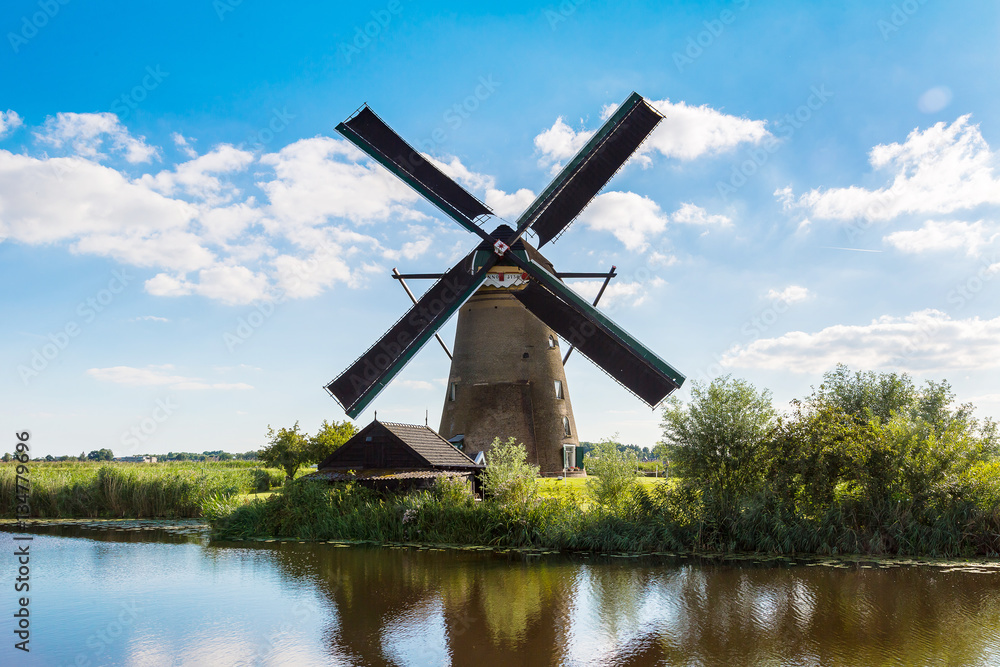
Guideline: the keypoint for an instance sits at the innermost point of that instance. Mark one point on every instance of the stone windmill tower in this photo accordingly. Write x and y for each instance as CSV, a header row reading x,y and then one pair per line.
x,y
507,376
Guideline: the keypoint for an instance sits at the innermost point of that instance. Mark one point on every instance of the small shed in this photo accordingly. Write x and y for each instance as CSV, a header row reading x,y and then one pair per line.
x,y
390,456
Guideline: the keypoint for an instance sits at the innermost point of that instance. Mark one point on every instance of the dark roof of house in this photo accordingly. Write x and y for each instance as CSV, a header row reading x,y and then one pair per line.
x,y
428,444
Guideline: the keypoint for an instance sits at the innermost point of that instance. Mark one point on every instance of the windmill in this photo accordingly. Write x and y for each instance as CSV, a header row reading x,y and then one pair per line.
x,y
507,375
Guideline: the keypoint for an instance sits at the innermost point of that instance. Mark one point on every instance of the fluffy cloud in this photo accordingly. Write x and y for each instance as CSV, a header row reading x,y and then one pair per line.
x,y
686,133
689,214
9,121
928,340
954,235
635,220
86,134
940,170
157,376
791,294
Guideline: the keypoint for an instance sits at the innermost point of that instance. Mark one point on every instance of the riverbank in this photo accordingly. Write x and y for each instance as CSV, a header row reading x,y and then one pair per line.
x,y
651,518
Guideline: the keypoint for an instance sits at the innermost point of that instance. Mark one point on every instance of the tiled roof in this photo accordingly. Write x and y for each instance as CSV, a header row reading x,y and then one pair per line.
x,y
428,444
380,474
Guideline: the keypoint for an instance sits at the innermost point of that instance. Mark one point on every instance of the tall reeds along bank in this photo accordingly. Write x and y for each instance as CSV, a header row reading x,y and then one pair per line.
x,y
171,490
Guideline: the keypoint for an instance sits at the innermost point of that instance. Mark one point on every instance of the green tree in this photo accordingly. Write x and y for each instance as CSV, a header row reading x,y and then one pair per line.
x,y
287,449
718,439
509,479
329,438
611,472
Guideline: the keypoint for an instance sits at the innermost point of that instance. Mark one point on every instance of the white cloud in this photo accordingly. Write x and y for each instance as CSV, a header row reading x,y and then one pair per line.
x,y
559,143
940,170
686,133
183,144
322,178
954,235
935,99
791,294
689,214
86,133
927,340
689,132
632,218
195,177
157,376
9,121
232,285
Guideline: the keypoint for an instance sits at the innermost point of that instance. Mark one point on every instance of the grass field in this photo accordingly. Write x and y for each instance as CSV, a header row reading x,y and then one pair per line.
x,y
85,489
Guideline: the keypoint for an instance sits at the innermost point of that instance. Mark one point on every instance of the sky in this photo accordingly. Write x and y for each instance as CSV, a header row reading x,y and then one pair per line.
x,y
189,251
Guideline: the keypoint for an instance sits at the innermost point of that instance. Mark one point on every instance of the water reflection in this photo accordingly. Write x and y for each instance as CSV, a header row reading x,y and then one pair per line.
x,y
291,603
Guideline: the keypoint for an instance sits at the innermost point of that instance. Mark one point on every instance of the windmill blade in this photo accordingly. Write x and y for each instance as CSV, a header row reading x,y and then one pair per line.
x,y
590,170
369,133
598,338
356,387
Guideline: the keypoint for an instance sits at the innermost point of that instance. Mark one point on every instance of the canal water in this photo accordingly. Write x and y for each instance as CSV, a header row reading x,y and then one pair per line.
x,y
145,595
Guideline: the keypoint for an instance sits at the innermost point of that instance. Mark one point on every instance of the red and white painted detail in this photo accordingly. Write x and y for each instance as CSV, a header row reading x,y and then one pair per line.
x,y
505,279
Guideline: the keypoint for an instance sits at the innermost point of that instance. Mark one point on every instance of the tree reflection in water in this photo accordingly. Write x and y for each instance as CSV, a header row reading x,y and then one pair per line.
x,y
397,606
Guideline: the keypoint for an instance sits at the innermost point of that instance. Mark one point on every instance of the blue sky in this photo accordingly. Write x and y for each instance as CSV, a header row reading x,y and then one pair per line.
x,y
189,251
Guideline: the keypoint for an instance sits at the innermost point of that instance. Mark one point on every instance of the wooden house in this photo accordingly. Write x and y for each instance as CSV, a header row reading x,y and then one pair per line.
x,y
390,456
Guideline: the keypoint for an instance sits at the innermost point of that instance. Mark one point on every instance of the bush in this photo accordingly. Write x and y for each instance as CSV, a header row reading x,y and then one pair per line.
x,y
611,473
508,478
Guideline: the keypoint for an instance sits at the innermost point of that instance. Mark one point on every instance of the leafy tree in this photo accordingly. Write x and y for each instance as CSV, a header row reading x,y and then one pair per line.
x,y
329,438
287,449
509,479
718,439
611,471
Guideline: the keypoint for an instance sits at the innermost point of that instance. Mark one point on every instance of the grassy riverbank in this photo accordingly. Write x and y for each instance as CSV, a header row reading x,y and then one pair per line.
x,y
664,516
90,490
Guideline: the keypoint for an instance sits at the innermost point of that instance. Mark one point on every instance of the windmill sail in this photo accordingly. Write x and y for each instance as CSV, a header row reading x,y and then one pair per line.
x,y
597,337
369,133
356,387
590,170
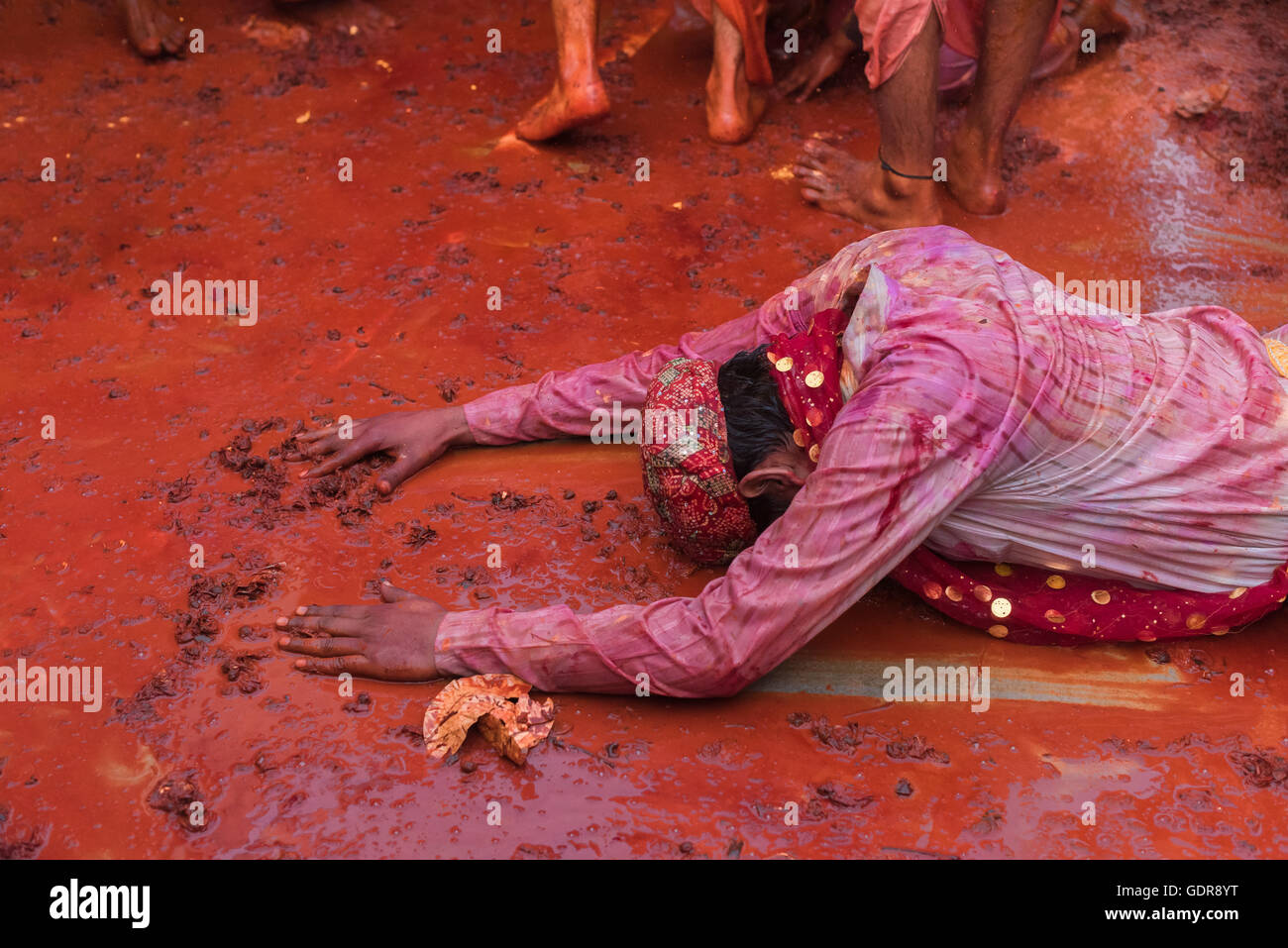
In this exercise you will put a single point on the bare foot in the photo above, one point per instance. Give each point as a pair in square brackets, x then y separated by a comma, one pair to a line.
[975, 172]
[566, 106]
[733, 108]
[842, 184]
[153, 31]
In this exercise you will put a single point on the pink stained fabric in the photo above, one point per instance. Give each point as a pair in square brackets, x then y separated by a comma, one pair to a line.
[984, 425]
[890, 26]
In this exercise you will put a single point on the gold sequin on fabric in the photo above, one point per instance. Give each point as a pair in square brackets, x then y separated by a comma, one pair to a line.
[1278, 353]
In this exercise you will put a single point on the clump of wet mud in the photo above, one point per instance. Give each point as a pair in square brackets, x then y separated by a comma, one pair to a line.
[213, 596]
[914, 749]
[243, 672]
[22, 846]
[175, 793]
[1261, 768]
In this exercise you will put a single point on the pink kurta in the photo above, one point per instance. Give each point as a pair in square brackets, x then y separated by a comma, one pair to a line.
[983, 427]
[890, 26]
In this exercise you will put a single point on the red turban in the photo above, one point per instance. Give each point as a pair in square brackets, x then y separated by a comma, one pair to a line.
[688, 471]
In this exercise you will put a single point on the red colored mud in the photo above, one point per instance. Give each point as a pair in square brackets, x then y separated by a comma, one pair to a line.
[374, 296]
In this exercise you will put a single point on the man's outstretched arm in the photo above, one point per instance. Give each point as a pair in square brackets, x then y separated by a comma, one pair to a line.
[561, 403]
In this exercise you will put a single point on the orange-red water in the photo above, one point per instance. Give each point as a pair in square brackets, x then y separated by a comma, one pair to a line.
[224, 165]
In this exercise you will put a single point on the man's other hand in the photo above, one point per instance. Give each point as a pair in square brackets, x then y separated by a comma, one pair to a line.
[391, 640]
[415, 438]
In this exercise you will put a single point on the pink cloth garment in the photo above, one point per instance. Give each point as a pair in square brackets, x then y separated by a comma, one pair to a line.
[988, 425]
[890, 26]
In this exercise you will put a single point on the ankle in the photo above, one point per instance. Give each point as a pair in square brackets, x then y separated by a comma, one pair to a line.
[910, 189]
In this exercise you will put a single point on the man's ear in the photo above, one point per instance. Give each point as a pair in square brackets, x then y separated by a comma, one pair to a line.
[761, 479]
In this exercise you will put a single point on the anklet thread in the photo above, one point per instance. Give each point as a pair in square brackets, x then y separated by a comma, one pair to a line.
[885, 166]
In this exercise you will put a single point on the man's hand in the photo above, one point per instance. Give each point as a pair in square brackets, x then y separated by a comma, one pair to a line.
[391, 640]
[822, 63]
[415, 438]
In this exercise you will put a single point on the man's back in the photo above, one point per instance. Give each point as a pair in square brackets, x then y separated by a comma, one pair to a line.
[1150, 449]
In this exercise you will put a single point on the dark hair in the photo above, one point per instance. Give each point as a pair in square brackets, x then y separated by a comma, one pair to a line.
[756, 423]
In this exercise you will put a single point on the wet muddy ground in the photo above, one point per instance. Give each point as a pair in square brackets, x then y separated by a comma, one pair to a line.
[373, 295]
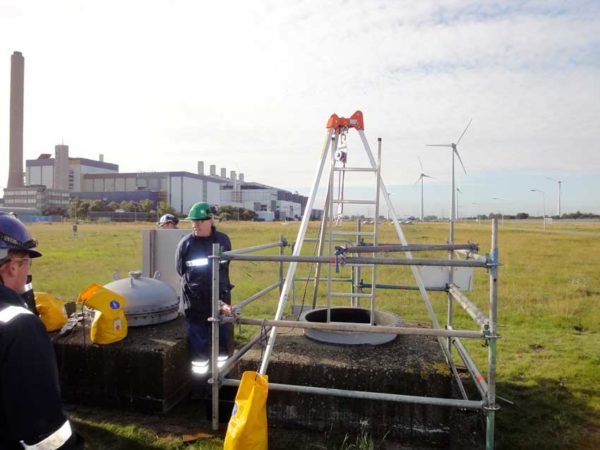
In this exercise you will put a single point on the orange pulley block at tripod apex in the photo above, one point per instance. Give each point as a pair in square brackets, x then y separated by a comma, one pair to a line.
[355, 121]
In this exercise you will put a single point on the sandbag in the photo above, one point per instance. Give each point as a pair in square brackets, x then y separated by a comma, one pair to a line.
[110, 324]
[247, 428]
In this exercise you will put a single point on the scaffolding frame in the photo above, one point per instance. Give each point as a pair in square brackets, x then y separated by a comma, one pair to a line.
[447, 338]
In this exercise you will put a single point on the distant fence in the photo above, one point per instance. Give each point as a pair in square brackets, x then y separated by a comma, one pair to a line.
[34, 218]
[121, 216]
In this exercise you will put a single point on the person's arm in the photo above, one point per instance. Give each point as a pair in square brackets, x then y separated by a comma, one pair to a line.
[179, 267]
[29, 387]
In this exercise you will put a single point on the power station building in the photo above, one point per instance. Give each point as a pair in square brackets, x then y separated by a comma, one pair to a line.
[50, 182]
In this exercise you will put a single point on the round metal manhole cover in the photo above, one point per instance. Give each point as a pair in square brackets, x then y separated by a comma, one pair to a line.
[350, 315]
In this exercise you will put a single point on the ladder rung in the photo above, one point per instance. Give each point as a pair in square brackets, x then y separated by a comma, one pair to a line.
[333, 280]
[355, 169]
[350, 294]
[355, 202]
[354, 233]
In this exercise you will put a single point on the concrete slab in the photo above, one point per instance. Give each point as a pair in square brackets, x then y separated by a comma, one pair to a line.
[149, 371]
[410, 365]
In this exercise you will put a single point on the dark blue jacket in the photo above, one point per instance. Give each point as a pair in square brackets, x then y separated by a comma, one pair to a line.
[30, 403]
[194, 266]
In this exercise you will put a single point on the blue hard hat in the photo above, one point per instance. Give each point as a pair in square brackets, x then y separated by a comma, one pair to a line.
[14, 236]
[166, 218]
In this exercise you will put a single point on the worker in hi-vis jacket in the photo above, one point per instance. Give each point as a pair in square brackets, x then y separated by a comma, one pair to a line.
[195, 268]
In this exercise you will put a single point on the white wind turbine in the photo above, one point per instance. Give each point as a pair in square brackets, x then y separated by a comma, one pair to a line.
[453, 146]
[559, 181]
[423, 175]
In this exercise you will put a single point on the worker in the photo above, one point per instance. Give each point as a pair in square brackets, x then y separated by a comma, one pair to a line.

════════

* PROBLEM
Only the lines from the one containing "worker in hi-vis" to the end of the data should be printed, exactly as they stand.

* SOLUTION TO THIS EXERCISE
In this exercise you will put a single point on the worker in hi-vis jacket in the photo above, one point per instance. Give each point as a pair in square brackets, x then y separated by a comma, one pair to a line.
[195, 268]
In this exercise you will put a single point on the white wind turbine in the photo above, one point per instance. Give each point as a pair in square brackets, x then y separated by a comma, one pair to a line.
[453, 146]
[559, 181]
[423, 175]
In this exercise you will put a single point on the worker in the photo above, one point per instance. Give each point as a pair in square brackets, x then y separated by a comma, one pair to a line.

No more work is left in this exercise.